** Start of RECORD EXTRACTS **
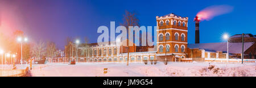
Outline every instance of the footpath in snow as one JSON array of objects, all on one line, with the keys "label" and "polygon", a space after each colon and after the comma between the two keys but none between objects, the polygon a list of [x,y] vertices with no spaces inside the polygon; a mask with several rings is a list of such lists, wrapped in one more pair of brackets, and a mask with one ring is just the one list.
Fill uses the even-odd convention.
[{"label": "footpath in snow", "polygon": [[[31,76],[40,77],[256,77],[256,64],[169,62],[126,64],[79,63],[47,64],[31,70]],[[212,65],[212,66],[210,66]],[[104,68],[108,72],[104,74]]]}]

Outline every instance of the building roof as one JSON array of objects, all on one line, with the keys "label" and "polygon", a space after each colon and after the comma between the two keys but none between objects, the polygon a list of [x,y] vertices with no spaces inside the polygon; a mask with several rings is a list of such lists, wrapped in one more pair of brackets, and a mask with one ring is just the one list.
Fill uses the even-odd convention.
[{"label": "building roof", "polygon": [[[255,35],[253,35],[251,33],[246,33],[243,35],[244,37],[254,37],[254,38],[256,38],[256,36]],[[242,37],[242,34],[237,34],[234,35],[233,36],[232,36],[230,38],[238,38],[238,37]]]},{"label": "building roof", "polygon": [[[243,52],[245,52],[254,43],[254,42],[244,43]],[[229,53],[234,54],[242,53],[242,43],[229,43]],[[227,52],[227,43],[188,44],[188,47],[191,49],[199,48],[200,49],[205,49],[207,51]]]}]

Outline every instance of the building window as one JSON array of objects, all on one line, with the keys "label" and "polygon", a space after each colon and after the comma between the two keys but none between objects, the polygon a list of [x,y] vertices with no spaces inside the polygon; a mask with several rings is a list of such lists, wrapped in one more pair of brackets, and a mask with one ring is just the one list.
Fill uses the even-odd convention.
[{"label": "building window", "polygon": [[179,46],[177,45],[175,45],[175,52],[179,52]]},{"label": "building window", "polygon": [[185,52],[185,47],[184,45],[181,46],[181,52]]},{"label": "building window", "polygon": [[92,50],[90,49],[90,52],[89,52],[89,54],[90,55],[90,56],[92,56]]},{"label": "building window", "polygon": [[160,34],[159,35],[159,41],[163,41],[163,34]]},{"label": "building window", "polygon": [[114,55],[117,55],[117,49],[114,48]]},{"label": "building window", "polygon": [[94,49],[94,56],[96,56],[96,55],[97,55],[97,50],[96,49]]},{"label": "building window", "polygon": [[163,24],[163,21],[160,22],[160,26],[162,26]]},{"label": "building window", "polygon": [[159,52],[163,52],[163,45],[160,45],[159,47]]},{"label": "building window", "polygon": [[176,23],[177,23],[177,21],[176,21],[176,20],[174,20],[174,26],[176,26]]},{"label": "building window", "polygon": [[185,41],[185,35],[184,34],[181,34],[181,41]]},{"label": "building window", "polygon": [[114,61],[117,61],[117,58],[114,58]]},{"label": "building window", "polygon": [[109,55],[112,55],[112,49],[109,49]]},{"label": "building window", "polygon": [[166,21],[166,25],[169,25],[169,20]]},{"label": "building window", "polygon": [[98,50],[98,56],[101,56],[101,49]]},{"label": "building window", "polygon": [[166,33],[166,40],[169,40],[170,39],[170,34],[169,33]]},{"label": "building window", "polygon": [[179,34],[175,33],[175,40],[178,40],[179,39]]},{"label": "building window", "polygon": [[170,52],[170,45],[166,45],[166,52]]},{"label": "building window", "polygon": [[133,61],[135,60],[135,58],[134,57],[131,57],[131,61]]},{"label": "building window", "polygon": [[103,50],[103,55],[106,55],[106,49],[104,49]]},{"label": "building window", "polygon": [[137,56],[137,60],[139,60],[139,61],[141,60],[141,58],[140,56]]}]

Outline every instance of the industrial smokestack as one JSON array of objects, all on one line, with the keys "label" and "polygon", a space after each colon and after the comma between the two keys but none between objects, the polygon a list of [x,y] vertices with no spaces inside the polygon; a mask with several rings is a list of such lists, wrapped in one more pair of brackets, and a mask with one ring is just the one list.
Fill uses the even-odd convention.
[{"label": "industrial smokestack", "polygon": [[195,18],[194,22],[196,22],[196,35],[195,43],[200,43],[199,40],[199,22],[200,21],[200,18],[196,16]]}]

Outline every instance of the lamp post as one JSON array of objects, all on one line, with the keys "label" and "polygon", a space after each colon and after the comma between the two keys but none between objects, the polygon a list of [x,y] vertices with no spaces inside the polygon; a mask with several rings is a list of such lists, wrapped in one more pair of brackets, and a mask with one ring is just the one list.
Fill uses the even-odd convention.
[{"label": "lamp post", "polygon": [[2,50],[2,49],[0,49],[0,54],[1,55],[1,56],[2,56],[2,61],[1,61],[1,64],[2,64],[2,68],[3,68],[3,53],[4,53],[4,51],[3,51],[3,50]]},{"label": "lamp post", "polygon": [[228,34],[224,34],[223,36],[223,38],[224,38],[225,40],[227,40],[227,54],[226,54],[226,58],[228,59],[228,61],[229,62],[229,37]]},{"label": "lamp post", "polygon": [[27,41],[27,37],[18,37],[18,41],[19,42],[20,42],[20,64],[22,65],[22,43],[23,41]]},{"label": "lamp post", "polygon": [[77,56],[77,51],[78,51],[78,46],[79,46],[79,43],[80,43],[80,41],[79,41],[79,40],[76,40],[76,60],[77,60],[77,62],[78,62],[78,56]]}]

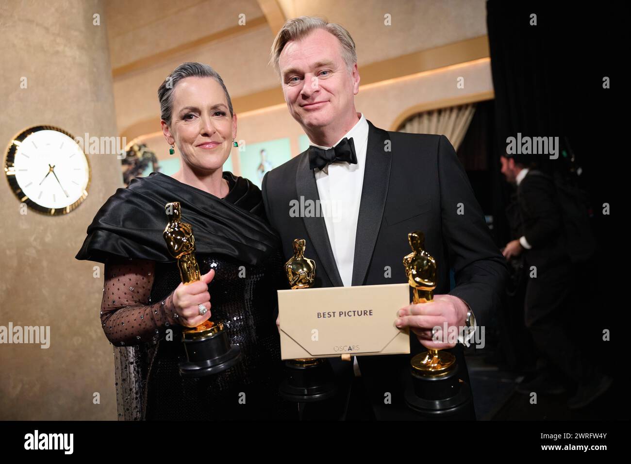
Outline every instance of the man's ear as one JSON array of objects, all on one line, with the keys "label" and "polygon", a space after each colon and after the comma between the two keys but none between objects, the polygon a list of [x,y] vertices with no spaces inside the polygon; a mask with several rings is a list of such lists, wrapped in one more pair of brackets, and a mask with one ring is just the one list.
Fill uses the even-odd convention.
[{"label": "man's ear", "polygon": [[353,72],[351,75],[353,77],[353,95],[357,95],[359,93],[359,69],[357,69],[357,63],[353,65]]}]

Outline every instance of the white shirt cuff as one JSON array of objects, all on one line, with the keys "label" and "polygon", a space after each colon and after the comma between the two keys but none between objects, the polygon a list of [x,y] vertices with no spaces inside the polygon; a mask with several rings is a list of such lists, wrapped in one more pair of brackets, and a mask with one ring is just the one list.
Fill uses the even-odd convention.
[{"label": "white shirt cuff", "polygon": [[[458,335],[458,343],[468,347],[471,344],[469,343],[469,340],[473,336],[477,327],[478,324],[475,322],[473,323],[473,329],[469,327],[465,327],[464,330]],[[463,334],[464,335],[464,336],[463,336]]]}]

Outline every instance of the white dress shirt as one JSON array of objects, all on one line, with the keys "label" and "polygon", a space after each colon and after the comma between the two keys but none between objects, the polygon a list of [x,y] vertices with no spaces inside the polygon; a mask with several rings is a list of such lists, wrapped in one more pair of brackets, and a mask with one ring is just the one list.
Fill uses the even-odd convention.
[{"label": "white dress shirt", "polygon": [[[316,169],[316,184],[320,197],[321,211],[323,211],[329,242],[335,258],[339,277],[345,287],[353,282],[353,261],[355,259],[355,235],[357,218],[363,185],[364,167],[366,165],[366,148],[368,146],[368,122],[362,114],[359,121],[348,132],[339,138],[333,146],[345,137],[353,138],[357,164],[335,162],[322,169]],[[309,145],[328,150],[314,143]],[[353,369],[356,376],[362,375],[353,356]]]},{"label": "white dress shirt", "polygon": [[[528,174],[528,168],[524,168],[521,171],[519,171],[519,174],[517,175],[517,177],[515,179],[515,181],[517,182],[517,187],[519,186],[519,184],[521,184],[521,181],[524,180],[524,177],[526,177],[526,175],[527,174]],[[519,237],[519,243],[521,243],[521,246],[524,248],[526,248],[527,250],[529,250],[531,248],[533,247],[531,246],[531,244],[528,243],[528,241],[526,239],[526,235],[522,235],[521,237]]]},{"label": "white dress shirt", "polygon": [[[355,234],[368,145],[368,122],[363,114],[333,146],[345,137],[353,138],[357,164],[336,162],[322,169],[316,169],[315,175],[321,208],[335,264],[344,286],[350,287],[353,282]],[[324,150],[333,148],[317,145],[310,141],[310,145]]]}]

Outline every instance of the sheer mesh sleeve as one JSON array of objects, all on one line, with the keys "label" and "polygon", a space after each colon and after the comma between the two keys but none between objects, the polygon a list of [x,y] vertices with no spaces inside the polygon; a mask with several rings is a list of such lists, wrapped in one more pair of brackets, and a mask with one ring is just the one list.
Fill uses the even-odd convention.
[{"label": "sheer mesh sleeve", "polygon": [[122,259],[105,263],[101,323],[108,340],[115,346],[138,345],[177,324],[173,292],[151,304],[155,263],[141,259]]}]

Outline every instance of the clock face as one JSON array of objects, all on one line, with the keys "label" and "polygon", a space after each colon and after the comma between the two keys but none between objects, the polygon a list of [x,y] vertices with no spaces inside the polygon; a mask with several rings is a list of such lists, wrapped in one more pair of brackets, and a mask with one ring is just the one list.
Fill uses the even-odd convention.
[{"label": "clock face", "polygon": [[38,126],[20,133],[9,146],[4,171],[20,201],[40,212],[69,213],[88,196],[88,158],[58,128]]}]

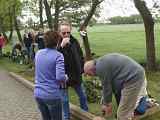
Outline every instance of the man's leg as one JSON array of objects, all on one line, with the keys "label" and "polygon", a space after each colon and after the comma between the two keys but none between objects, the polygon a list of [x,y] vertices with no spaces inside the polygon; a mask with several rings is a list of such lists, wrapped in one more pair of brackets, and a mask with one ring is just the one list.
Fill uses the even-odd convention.
[{"label": "man's leg", "polygon": [[51,120],[51,116],[47,107],[47,104],[44,102],[44,100],[40,98],[36,98],[36,102],[38,105],[38,108],[41,112],[41,116],[43,120]]},{"label": "man's leg", "polygon": [[68,89],[61,89],[64,120],[70,120]]},{"label": "man's leg", "polygon": [[132,120],[138,95],[144,80],[124,85],[121,91],[121,100],[117,110],[117,120]]},{"label": "man's leg", "polygon": [[84,111],[88,111],[87,97],[85,94],[85,89],[84,89],[83,84],[75,86],[74,89],[79,97],[81,109],[83,109]]}]

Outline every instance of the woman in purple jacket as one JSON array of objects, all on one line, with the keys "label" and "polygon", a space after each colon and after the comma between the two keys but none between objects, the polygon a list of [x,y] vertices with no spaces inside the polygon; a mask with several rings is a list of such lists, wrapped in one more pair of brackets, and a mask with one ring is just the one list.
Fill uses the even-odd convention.
[{"label": "woman in purple jacket", "polygon": [[64,58],[56,50],[60,35],[54,31],[44,34],[45,49],[35,56],[35,89],[43,120],[62,120],[60,85],[65,82]]}]

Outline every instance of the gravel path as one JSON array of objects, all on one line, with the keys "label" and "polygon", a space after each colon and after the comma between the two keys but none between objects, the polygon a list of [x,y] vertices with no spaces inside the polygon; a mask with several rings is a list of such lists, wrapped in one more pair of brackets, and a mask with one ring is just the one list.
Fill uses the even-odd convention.
[{"label": "gravel path", "polygon": [[33,92],[0,69],[0,120],[40,120]]}]

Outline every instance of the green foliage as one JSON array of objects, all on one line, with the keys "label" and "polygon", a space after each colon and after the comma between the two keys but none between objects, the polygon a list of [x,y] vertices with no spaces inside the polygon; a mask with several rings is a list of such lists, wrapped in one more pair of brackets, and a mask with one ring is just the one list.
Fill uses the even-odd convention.
[{"label": "green foliage", "polygon": [[131,15],[129,17],[112,17],[109,19],[111,24],[138,24],[143,23],[143,20],[140,15]]},{"label": "green foliage", "polygon": [[0,22],[4,31],[8,31],[11,26],[11,19],[13,19],[13,12],[16,16],[21,14],[22,4],[20,0],[0,0]]}]

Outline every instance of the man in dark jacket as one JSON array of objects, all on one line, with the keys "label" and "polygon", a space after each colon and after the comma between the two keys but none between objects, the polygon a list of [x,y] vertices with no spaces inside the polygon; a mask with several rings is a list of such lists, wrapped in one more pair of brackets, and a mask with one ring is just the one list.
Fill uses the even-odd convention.
[{"label": "man in dark jacket", "polygon": [[[118,99],[117,120],[132,120],[141,96],[146,96],[144,68],[128,56],[111,53],[84,65],[85,74],[97,75],[102,82],[105,115],[112,114],[112,94]],[[119,94],[117,96],[117,94]]]},{"label": "man in dark jacket", "polygon": [[84,111],[88,111],[87,98],[82,83],[84,58],[78,41],[71,35],[71,25],[68,22],[63,22],[59,26],[59,31],[62,36],[62,42],[59,43],[58,49],[64,55],[65,71],[68,76],[67,87],[62,89],[63,111],[64,119],[69,120],[70,110],[67,89],[69,86],[76,91],[80,107]]},{"label": "man in dark jacket", "polygon": [[44,49],[44,38],[43,38],[43,29],[40,29],[38,34],[36,35],[35,42],[38,44],[38,49]]}]

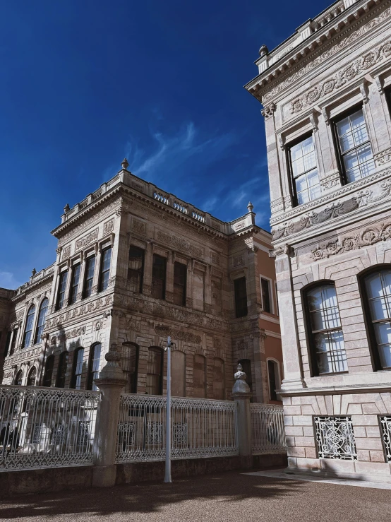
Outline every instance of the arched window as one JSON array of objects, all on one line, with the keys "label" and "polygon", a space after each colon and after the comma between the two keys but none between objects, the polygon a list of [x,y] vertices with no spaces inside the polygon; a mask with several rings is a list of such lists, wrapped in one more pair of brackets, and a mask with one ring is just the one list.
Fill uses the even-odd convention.
[{"label": "arched window", "polygon": [[133,343],[124,343],[121,355],[121,367],[125,374],[126,393],[137,393],[138,372],[138,346]]},{"label": "arched window", "polygon": [[21,386],[22,382],[23,381],[23,372],[21,369],[18,372],[16,376],[15,377],[15,386]]},{"label": "arched window", "polygon": [[206,359],[203,355],[194,355],[193,367],[193,396],[206,397]]},{"label": "arched window", "polygon": [[251,372],[251,361],[250,359],[241,359],[238,361],[239,364],[241,364],[243,371],[246,374],[246,382],[248,384],[250,391],[253,391],[253,374]]},{"label": "arched window", "polygon": [[22,347],[27,348],[31,344],[31,334],[32,333],[32,326],[34,324],[34,316],[35,315],[35,307],[32,304],[29,308],[27,319],[26,326],[25,327],[25,335],[23,336],[23,343]]},{"label": "arched window", "polygon": [[46,361],[44,367],[44,381],[42,386],[51,386],[52,377],[53,376],[53,367],[54,366],[54,355],[49,355]]},{"label": "arched window", "polygon": [[304,295],[313,374],[347,372],[344,334],[334,283],[312,287]]},{"label": "arched window", "polygon": [[102,345],[97,343],[91,346],[90,350],[90,361],[88,363],[88,378],[87,379],[88,390],[97,390],[94,381],[99,377],[99,366],[100,364],[100,352]]},{"label": "arched window", "polygon": [[35,366],[33,366],[32,368],[30,370],[28,376],[27,378],[27,386],[35,386],[36,379],[37,379],[37,368]]},{"label": "arched window", "polygon": [[35,338],[34,343],[41,342],[41,337],[44,333],[44,321],[46,321],[46,314],[47,314],[47,307],[49,306],[49,299],[45,297],[41,306],[40,307],[40,313],[38,314],[38,324],[37,325],[37,331],[35,332]]},{"label": "arched window", "polygon": [[163,393],[163,350],[157,346],[148,350],[147,362],[147,393],[162,395]]},{"label": "arched window", "polygon": [[269,381],[269,398],[270,401],[279,401],[276,390],[279,388],[278,362],[272,359],[267,360],[267,377]]},{"label": "arched window", "polygon": [[171,354],[171,393],[174,397],[185,397],[186,393],[186,356],[184,352]]},{"label": "arched window", "polygon": [[215,357],[213,361],[213,398],[222,401],[224,395],[224,361]]},{"label": "arched window", "polygon": [[60,354],[59,369],[57,370],[57,378],[56,379],[56,388],[65,388],[65,379],[66,379],[66,369],[68,367],[68,357],[69,353],[66,351]]},{"label": "arched window", "polygon": [[366,323],[376,369],[391,369],[391,268],[363,278]]},{"label": "arched window", "polygon": [[71,379],[71,388],[74,388],[76,390],[81,389],[83,357],[84,348],[78,348],[75,350],[73,353],[73,369],[72,371],[72,379]]}]

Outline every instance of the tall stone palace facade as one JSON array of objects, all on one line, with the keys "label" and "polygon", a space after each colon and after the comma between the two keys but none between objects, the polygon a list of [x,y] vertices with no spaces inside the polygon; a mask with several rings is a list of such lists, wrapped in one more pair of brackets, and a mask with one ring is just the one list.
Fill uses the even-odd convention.
[{"label": "tall stone palace facade", "polygon": [[240,362],[253,401],[278,403],[271,235],[251,203],[224,223],[128,167],[65,207],[52,265],[0,289],[3,384],[95,389],[116,344],[126,391],[162,394],[169,335],[173,395],[228,399]]},{"label": "tall stone palace facade", "polygon": [[391,2],[336,1],[255,64],[289,465],[390,482]]}]

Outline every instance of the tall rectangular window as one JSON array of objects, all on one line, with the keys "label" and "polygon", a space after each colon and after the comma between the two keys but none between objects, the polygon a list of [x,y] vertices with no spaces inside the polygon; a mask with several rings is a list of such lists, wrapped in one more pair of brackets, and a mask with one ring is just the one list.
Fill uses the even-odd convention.
[{"label": "tall rectangular window", "polygon": [[109,287],[109,278],[110,277],[110,263],[112,261],[112,247],[104,249],[102,252],[100,263],[100,292],[107,290]]},{"label": "tall rectangular window", "polygon": [[247,315],[247,288],[246,278],[239,278],[234,281],[235,291],[235,315],[244,317]]},{"label": "tall rectangular window", "polygon": [[263,308],[263,312],[271,314],[270,285],[267,279],[260,278],[260,290],[262,292],[262,307]]},{"label": "tall rectangular window", "polygon": [[133,245],[129,249],[128,265],[128,287],[131,292],[143,293],[143,275],[144,273],[144,250]]},{"label": "tall rectangular window", "polygon": [[95,270],[95,256],[91,256],[87,258],[85,263],[85,278],[84,280],[83,297],[89,297],[92,293],[92,282],[94,280],[94,271]]},{"label": "tall rectangular window", "polygon": [[375,162],[362,107],[336,120],[335,125],[345,182],[369,176],[375,171]]},{"label": "tall rectangular window", "polygon": [[187,266],[183,263],[174,263],[174,303],[184,307],[186,304]]},{"label": "tall rectangular window", "polygon": [[79,288],[80,271],[81,265],[80,263],[77,265],[73,265],[73,268],[72,269],[72,281],[71,282],[71,295],[69,297],[70,304],[73,304],[76,302],[78,290]]},{"label": "tall rectangular window", "polygon": [[152,292],[155,299],[164,299],[166,293],[166,258],[153,254]]},{"label": "tall rectangular window", "polygon": [[60,273],[59,281],[59,293],[57,294],[57,303],[56,309],[59,310],[63,307],[65,299],[65,291],[66,290],[66,281],[68,279],[68,271]]},{"label": "tall rectangular window", "polygon": [[320,184],[316,163],[313,136],[289,147],[292,183],[298,205],[320,196]]}]

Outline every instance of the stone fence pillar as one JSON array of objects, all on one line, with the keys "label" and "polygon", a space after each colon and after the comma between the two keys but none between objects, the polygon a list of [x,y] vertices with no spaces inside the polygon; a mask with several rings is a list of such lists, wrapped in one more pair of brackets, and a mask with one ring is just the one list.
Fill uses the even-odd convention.
[{"label": "stone fence pillar", "polygon": [[94,439],[92,475],[92,485],[98,487],[108,487],[115,484],[119,401],[126,383],[119,364],[121,354],[115,344],[112,345],[104,358],[107,364],[102,369],[99,379],[95,381],[101,392]]},{"label": "stone fence pillar", "polygon": [[[251,415],[250,413],[250,398],[252,393],[246,382],[247,376],[243,371],[241,364],[238,364],[238,371],[234,374],[235,384],[232,388],[232,398],[238,405],[237,433],[239,445],[239,455],[248,457],[252,455]],[[249,465],[251,463],[249,463]]]}]

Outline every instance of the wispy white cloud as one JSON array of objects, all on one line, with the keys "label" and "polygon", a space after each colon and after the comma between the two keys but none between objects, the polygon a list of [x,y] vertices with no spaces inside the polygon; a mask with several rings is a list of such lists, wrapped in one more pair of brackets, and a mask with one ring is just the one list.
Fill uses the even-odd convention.
[{"label": "wispy white cloud", "polygon": [[9,290],[16,290],[23,283],[18,281],[12,272],[0,271],[0,287],[8,288]]}]

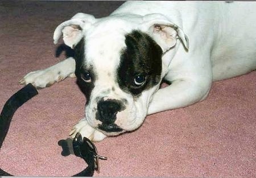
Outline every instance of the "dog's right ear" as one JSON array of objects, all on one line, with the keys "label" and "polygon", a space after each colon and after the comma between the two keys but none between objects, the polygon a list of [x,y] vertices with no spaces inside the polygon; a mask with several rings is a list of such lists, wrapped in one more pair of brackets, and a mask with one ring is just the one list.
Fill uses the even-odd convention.
[{"label": "dog's right ear", "polygon": [[74,48],[83,37],[85,30],[96,21],[96,19],[93,15],[84,13],[76,14],[70,20],[61,23],[55,29],[53,34],[54,44],[57,44],[63,34],[65,44]]}]

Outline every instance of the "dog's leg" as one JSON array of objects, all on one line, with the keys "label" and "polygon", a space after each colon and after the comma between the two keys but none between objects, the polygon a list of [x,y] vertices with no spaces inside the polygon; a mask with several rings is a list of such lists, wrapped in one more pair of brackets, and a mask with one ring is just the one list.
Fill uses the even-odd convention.
[{"label": "dog's leg", "polygon": [[73,130],[70,132],[69,135],[75,138],[77,133],[80,133],[82,137],[86,137],[93,142],[101,141],[106,136],[101,132],[92,127],[85,118],[81,119],[75,125]]},{"label": "dog's leg", "polygon": [[159,89],[153,96],[148,114],[185,107],[205,99],[212,83],[211,80],[206,80],[183,79]]},{"label": "dog's leg", "polygon": [[69,76],[75,77],[76,63],[72,57],[68,57],[55,65],[43,70],[31,72],[26,74],[19,83],[27,85],[31,83],[38,89],[49,86]]}]

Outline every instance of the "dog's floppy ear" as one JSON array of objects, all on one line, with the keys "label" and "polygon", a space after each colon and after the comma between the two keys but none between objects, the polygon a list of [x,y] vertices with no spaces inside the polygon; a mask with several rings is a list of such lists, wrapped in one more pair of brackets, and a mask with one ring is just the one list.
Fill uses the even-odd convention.
[{"label": "dog's floppy ear", "polygon": [[90,14],[78,13],[70,20],[64,22],[55,29],[53,34],[54,44],[57,44],[61,34],[65,44],[73,48],[83,36],[83,31],[96,21]]},{"label": "dog's floppy ear", "polygon": [[153,38],[164,52],[174,47],[177,39],[185,49],[188,50],[188,39],[183,30],[162,14],[151,14],[144,16],[141,28]]}]

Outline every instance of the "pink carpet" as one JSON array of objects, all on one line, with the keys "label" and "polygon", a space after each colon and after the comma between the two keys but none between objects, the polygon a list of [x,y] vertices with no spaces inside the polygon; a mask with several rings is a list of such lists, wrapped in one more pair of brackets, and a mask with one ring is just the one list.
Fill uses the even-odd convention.
[{"label": "pink carpet", "polygon": [[[108,15],[120,2],[0,2],[0,109],[27,73],[55,57],[55,28],[78,12]],[[96,143],[97,177],[255,177],[256,71],[213,83],[206,100],[149,115],[138,130]],[[15,113],[0,167],[16,176],[68,176],[85,167],[57,142],[84,115],[85,98],[68,78],[39,90]]]}]

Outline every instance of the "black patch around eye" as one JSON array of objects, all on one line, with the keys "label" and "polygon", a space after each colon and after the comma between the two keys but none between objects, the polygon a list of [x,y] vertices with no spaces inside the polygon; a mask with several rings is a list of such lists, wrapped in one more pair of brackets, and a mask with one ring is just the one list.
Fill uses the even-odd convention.
[{"label": "black patch around eye", "polygon": [[[160,82],[163,51],[149,35],[137,30],[126,34],[125,44],[126,48],[121,53],[117,82],[124,91],[138,96]],[[146,78],[141,85],[134,82],[138,75]]]},{"label": "black patch around eye", "polygon": [[[75,73],[77,77],[77,84],[81,91],[85,95],[86,104],[90,101],[90,93],[94,87],[94,81],[95,75],[93,74],[93,68],[91,65],[86,65],[85,56],[85,40],[82,38],[74,48],[74,59],[76,61],[76,71]],[[86,82],[81,78],[82,74],[89,73],[92,81]]]}]

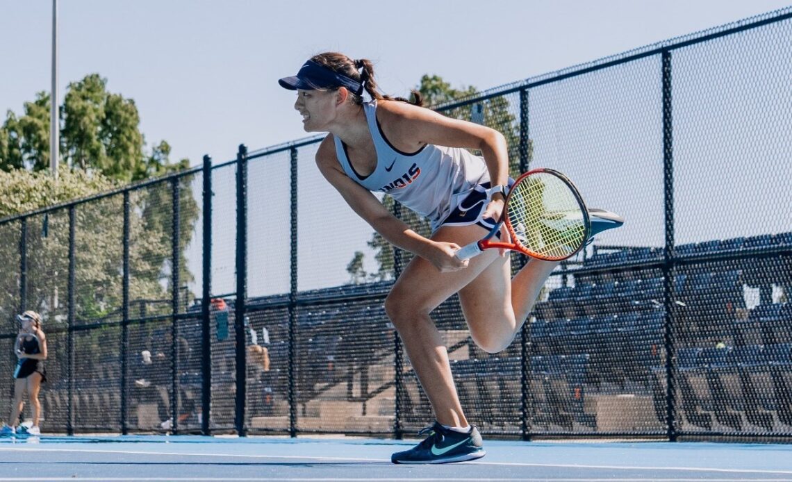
** End of RECORD EXTRACTS **
■ **DIRECTIONS FOR THIS TASK**: Locate each line in the records that contains the string "purple", and copy every such line in full.

■ **EXPECTED ANSWER**:
Outline every instance of the woman in purple jacket as one JSON array of objects, all on one line, with the keys "label" and "polygon", a space after each colon and after the comma between the two keys but none between objects, the polygon a list of [x,y] vertices with no spaces inside the polygon; a mask with several rings is a list of such lists, wrapped in one more pair of brackets, and a mask with one ring is just the one list.
[{"label": "woman in purple jacket", "polygon": [[64,58],[56,50],[60,35],[54,31],[44,34],[45,49],[35,56],[35,89],[43,120],[62,120],[60,85],[65,82]]}]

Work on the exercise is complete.